• **Texto apresentado**
----------------
Desde os primórdios da literatura que as mulheres têm documentado a realidade do flagelo que é o aborto clandestino e inseguro, o chamado “desmanche”, que como a sombra da morte, ceifava as vidas das mães, filhas, irmãs, amigas e conhecidas, através da raspagem e de outros métodos igualmente danosos e insalubres. Em tempos em que se volta a colocar em causa o direito à interrupção voluntária da gravidez (IVG), propondo referendá-la como se de uma temática ligeira se tratasse, convido-vos a embarcar comigo numa viagem literária pelo tempo, que atravessa memórias de quem não esquece, através das páginas de quem não perdoa.
A nossa primeira paragem vai ser nas páginas das Novas Cartas Portuguesas (1972), a obra-prima das três Marias – Maria Isabel Barreno, Maria Teresa Horta e Maria Velho da Costa –, em que denunciam a condição da mulher em Portugal através de uma coleção de poemas, cartas e desabafos de três mulheres que se interrogaram: “O que pode a literatura? Ou antes: o que podem as palavras?”. Naturalmente, o aborto clandestino é um tema recorrente nas palavras reunidas nesta obra, quando descrevem o que mudou na situação feminina ao longo dos tempos. Temos, aqui, descrições cruas e detalhadas de interrupções secretas, motivadas pelo desespero que provocou a brutalidade da lei e o estigma associado.
“E morreu, por fazer um aborto com um pé de salsa, morreu de septicemia, a mulher-a-dias que limpava o escritório onde trabalho, […] no banco do hospital eram tratadas com desprezo as mulheres que entravam com os seus úteros furados, rotos, escangalhados por tentativas de abortos caseiros, com agulhas de tricot, paus, talos de couve, tudo o que de penetrante e contundente estivesse à mão, e que lhes eram feitas raspagens de útero a frio, sem anestesia, e com gosto sádico, “para elas aprenderem”. Aprenderem o quê […] a contradição que a sociedade criou entre a fecundidade-exigida-do ventre da mulher e o lugar-negado-para as crianças?” (BARRENO; HORTA; COSTA, 1972)
A próxima paragem dá-se na obra “O Acontecimento” de Annie Ernaux, em que esta nos conta, num registo semiautobiográfico, a sua experiência com o aborto clandestino, na França dos anos 60, através da personagem de Annie Duchesne. Annie é uma trânsfuga de classe – a primeira da sua família de operários e pequenos comerciantes a frequentar o Ensino Superior, através do qual julga ter escapado à vida a que estaria, de outro modo, predestinada. Porém, uma gravidez indesejada, que ameaça atraiçoá-la, condenando-a ao arquétipo da jovem pobre, grávida e solteira, faz com que esta recorra ao aborto clandestino.
----------------
(Dados de apontamento com base em imagens)
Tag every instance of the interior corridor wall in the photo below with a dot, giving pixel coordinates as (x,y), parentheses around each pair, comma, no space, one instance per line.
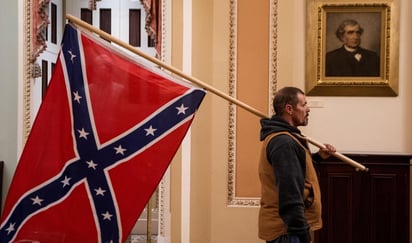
(9,87)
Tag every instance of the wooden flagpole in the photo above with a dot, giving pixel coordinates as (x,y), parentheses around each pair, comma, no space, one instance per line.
(198,82)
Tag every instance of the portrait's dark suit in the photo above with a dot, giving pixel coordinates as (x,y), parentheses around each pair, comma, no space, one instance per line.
(341,62)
----------------
• **Instrução de trabalho**
Transcreva fielmente o trecho do texto sobre o aborto clandestino na literatura que começa em "A nossa primeira" e termina em "o estigma associado.".

• **Resultado do exercício**
A nossa primeira paragem vai ser nas páginas das Novas Cartas Portuguesas (1972), a obra-prima das três Marias – Maria Isabel Barreno, Maria Teresa Horta e Maria Velho da Costa –, em que denunciam a condição da mulher em Portugal através de uma coleção de poemas, cartas e desabafos de três mulheres que se interrogaram: “O que pode a literatura? Ou antes: o que podem as palavras?”. Naturalmente, o aborto clandestino é um tema recorrente nas palavras reunidas nesta obra, quando descrevem o que mudou na situação feminina ao longo dos tempos. Temos, aqui, descrições cruas e detalhadas de interrupções secretas, motivadas pelo desespero que provocou a brutalidade da lei e o estigma associado.